_Given passage_.
··········

Ford Galin:Because rest assured what we need to ensure that we will not produce this rotten fruit that Israel did is not better discipline, is not more selflessness, it's not better programs, it's that we need a vision of the Holy Lord. We need to behold God long before we act in service of His name. So a few things we're gonna point out about God as we work through Isaiah six. That a God is enthroned. That He is holy.
Ford Galin:That He is gracious. And He is personal. We'll spend most of the time on that second one. We're working through the first verse of Isaiah six. In the year that King Uzziah died, I saw the Lord sitting upon a throne high and lifted up, And the train of his robe filled the temple.
Ford Galin:I'm be really brief on this point for time but but the first thing Isaiah Isaiah says is, well this happens in the year that King Uzziah died. Uzziah had been king in Jerusalem for fifty two years. It's actually one of the only good kings that either the northern nation of Israel or the Southern Kingdom Of Judah ever had. He makes some mistakes but for the most part Uzziah followed the Lord and led the people in a prosperous time. And so they've had five decades of prosperity.
Ford Galin:They've had five decades of fruitfulness but now the throne is empty so it would seem. As his child Jotham prepares to take it. And meanwhile there's threats to Israel all over. Assyria and other nations are knocking on their doorstep. Prepared to try to capture and lead the Israelites into exile.
Ford Galin:By the next chapter, the king in Israel will be Ahaz who's one of the worst kings Israel will ever see. And what we see in this midst of this transition from this fruitful time in Israel to this threatening time is that despite the fact that King Uzziah has died the throne is not empty but there is one who is on the throne. This means for us that both in the prosperous best times and the scariest most threatening times that there is a king on the throne of all creation. Which gives us comfort and gives us comfort and gives us hope. Maybe that we are jockeying for control over our own lives but we need to remember that the king that we are reading about in Isaiah six is the king who is seated on the throne of all creation.
Ford Galin:But who is this king? That we keep reading. In verse two, above him stood the Seraphim. Each had six wings. With two he covered his face.

··········

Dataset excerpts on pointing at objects
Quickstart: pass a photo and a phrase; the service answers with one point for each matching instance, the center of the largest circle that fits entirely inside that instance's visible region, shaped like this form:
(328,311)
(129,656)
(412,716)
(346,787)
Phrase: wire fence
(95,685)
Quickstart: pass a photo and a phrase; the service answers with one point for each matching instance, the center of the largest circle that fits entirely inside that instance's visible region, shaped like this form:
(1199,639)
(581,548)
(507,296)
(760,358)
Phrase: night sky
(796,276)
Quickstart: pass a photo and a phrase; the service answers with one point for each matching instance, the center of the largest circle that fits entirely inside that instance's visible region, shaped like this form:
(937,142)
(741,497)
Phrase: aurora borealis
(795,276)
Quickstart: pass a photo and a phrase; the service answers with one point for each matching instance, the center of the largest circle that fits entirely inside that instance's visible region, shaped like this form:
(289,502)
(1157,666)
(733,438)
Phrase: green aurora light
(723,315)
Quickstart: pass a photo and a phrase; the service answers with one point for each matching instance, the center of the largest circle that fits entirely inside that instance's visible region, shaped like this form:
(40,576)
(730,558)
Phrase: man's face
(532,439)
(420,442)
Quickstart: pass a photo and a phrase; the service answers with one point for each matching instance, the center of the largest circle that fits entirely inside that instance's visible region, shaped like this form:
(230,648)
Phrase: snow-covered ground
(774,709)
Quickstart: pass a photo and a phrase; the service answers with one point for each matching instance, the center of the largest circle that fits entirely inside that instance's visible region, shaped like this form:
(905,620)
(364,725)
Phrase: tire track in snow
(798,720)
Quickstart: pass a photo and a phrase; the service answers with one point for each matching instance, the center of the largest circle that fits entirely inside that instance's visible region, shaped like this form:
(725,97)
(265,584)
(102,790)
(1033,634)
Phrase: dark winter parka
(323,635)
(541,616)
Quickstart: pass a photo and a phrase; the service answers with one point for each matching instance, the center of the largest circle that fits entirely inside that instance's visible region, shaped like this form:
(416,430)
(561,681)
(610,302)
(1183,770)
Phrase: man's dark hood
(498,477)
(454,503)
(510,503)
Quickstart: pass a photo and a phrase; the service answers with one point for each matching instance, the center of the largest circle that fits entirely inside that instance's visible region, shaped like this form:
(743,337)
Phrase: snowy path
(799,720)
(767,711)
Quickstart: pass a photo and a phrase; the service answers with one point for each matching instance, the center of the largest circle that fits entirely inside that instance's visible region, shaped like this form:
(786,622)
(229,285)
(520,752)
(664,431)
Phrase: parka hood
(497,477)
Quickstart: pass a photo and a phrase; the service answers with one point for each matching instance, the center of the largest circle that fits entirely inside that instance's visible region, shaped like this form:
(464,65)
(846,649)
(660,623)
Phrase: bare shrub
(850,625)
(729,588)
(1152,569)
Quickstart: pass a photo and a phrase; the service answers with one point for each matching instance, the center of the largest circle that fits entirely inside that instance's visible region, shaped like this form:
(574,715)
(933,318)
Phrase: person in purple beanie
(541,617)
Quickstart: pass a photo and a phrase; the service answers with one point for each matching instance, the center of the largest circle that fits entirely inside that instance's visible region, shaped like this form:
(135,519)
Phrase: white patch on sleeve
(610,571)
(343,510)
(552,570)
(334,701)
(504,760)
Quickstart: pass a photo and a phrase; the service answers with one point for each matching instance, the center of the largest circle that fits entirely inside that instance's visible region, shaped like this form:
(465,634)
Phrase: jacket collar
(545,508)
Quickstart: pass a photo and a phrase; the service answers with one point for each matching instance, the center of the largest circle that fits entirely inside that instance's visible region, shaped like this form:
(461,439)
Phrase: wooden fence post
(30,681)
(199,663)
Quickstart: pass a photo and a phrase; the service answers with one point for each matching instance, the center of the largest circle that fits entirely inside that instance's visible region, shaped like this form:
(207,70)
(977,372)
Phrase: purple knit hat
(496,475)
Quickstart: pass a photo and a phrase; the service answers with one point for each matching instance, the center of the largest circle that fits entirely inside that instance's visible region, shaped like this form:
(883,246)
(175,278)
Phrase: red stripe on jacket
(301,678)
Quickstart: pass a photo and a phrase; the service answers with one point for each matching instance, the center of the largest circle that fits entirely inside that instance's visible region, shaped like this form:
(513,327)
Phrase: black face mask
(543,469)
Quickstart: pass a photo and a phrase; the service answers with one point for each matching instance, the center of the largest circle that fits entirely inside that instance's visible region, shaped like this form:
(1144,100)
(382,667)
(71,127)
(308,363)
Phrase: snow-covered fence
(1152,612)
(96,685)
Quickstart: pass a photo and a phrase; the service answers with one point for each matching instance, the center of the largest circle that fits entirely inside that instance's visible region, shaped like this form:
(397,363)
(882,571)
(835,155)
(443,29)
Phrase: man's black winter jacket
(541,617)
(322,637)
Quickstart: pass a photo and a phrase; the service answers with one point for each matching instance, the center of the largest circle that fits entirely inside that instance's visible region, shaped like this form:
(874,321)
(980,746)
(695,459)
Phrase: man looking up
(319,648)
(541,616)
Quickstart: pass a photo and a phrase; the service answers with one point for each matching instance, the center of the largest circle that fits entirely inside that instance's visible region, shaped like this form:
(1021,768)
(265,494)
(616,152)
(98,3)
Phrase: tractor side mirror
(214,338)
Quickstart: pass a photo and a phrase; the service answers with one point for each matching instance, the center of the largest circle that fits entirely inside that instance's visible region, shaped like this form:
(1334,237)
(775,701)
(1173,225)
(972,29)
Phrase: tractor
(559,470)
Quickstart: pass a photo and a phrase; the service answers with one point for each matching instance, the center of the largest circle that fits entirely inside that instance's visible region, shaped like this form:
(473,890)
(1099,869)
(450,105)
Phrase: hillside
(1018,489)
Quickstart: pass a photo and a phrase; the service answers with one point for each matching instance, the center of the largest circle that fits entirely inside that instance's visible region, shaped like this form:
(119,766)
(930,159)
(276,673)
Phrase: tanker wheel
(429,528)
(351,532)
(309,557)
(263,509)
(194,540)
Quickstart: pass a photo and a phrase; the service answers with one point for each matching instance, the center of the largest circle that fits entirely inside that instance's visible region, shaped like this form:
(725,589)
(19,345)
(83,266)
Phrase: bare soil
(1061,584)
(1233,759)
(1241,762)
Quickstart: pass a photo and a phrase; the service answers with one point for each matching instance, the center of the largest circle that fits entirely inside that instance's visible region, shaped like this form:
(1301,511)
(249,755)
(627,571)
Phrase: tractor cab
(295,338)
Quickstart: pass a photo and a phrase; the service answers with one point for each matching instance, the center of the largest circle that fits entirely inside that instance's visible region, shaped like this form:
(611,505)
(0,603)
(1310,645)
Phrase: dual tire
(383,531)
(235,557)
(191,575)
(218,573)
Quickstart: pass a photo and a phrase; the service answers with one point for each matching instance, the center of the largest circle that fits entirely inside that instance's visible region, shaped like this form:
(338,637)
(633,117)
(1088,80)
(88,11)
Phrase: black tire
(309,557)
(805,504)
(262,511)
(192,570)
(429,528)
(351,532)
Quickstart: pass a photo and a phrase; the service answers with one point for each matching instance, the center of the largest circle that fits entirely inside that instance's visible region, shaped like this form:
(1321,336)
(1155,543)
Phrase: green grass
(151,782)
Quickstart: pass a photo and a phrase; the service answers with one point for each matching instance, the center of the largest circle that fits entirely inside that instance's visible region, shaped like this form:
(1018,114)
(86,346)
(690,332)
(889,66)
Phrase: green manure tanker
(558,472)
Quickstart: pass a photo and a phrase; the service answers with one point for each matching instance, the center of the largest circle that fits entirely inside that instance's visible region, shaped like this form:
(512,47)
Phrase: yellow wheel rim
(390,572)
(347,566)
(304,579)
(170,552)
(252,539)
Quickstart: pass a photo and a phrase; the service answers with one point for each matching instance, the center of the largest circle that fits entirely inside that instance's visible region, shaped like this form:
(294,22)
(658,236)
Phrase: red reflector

··········

_Given instruction A_.
Answer these questions from the sermon transcript on Isaiah six, one per line:
(i) For how many years had Uzziah been king in Jerusalem?
(ii) Who prepares to take the throne after Uzziah?
(iii) How many wings did each of the Seraphim have?
_Given instruction B_. List every line of the records that contains the string "fence".
The sermon transcript and the records have no connection to each other.

_Task response A_.
(i) Fifty-two years.
(ii) His child Jotham.
(iii) Six.

_Task response B_.
Phrase: wire fence
Phrase: wooden fence post
Phrase: snow-covered fence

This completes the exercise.